■ EXERCISE TASK
Copy word for word the lines of the items below, from the line containing "Identify the square" through the final line of the items, including both.

Collected data entries
— start —

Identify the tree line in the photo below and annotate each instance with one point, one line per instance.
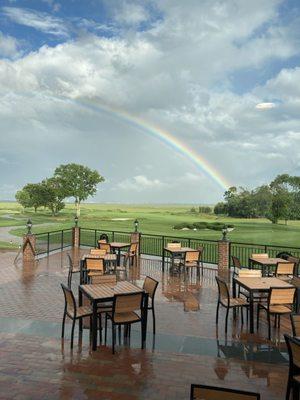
(69, 180)
(280, 200)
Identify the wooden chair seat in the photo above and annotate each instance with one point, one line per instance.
(124, 318)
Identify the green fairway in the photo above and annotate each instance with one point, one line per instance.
(153, 219)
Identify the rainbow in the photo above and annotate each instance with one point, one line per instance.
(164, 136)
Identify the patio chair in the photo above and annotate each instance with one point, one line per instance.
(124, 312)
(94, 266)
(228, 302)
(285, 271)
(71, 271)
(280, 302)
(98, 252)
(104, 246)
(192, 259)
(73, 312)
(295, 321)
(204, 392)
(150, 286)
(293, 346)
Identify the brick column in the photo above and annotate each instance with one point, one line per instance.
(28, 248)
(76, 236)
(223, 255)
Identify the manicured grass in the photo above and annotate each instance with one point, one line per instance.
(153, 219)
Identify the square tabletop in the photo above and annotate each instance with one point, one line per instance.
(106, 291)
(119, 245)
(263, 284)
(179, 249)
(267, 260)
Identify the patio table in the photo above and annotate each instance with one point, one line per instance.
(265, 263)
(257, 285)
(172, 252)
(99, 293)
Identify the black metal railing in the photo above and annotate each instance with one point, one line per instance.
(54, 240)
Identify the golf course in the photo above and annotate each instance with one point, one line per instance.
(153, 219)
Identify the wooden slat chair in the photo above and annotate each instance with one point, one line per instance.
(94, 266)
(285, 271)
(126, 310)
(98, 252)
(73, 312)
(71, 271)
(104, 246)
(192, 259)
(150, 286)
(295, 321)
(204, 392)
(280, 302)
(293, 346)
(228, 302)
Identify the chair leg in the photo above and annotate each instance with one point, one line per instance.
(113, 337)
(269, 326)
(217, 313)
(72, 333)
(63, 326)
(226, 319)
(153, 322)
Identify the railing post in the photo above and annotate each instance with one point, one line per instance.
(76, 236)
(48, 243)
(223, 255)
(29, 248)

— end —

■ SOLUTION TO THIS PROBLEM
Identify the square tabletop in the photo above and annotate each instance with one point, one line per instance.
(106, 291)
(119, 245)
(263, 284)
(179, 249)
(267, 260)
Identify the patio table in the photo above and annotate each instance with one point, one line per instance.
(265, 263)
(257, 285)
(172, 252)
(99, 293)
Identify the black metal railing in the photo above and annotate each instance with one point, one line per instance.
(54, 240)
Identify the golf course in the photo above and annotate each instance with one point, one line per instance.
(153, 219)
Identify the wooden slat chair in the photo above and annotate each instance with one point, one line per instance.
(94, 266)
(285, 271)
(126, 310)
(98, 252)
(73, 312)
(71, 271)
(104, 246)
(192, 259)
(150, 286)
(295, 321)
(204, 392)
(280, 302)
(293, 346)
(228, 302)
Identify the chair leg in the photo above and annotate each instance with one point, one line per instance.
(113, 337)
(269, 326)
(217, 313)
(72, 333)
(63, 326)
(226, 319)
(153, 322)
Identify the railing post in the photo above and annotate each instance with one point, one line per instance.
(76, 236)
(48, 243)
(223, 255)
(29, 248)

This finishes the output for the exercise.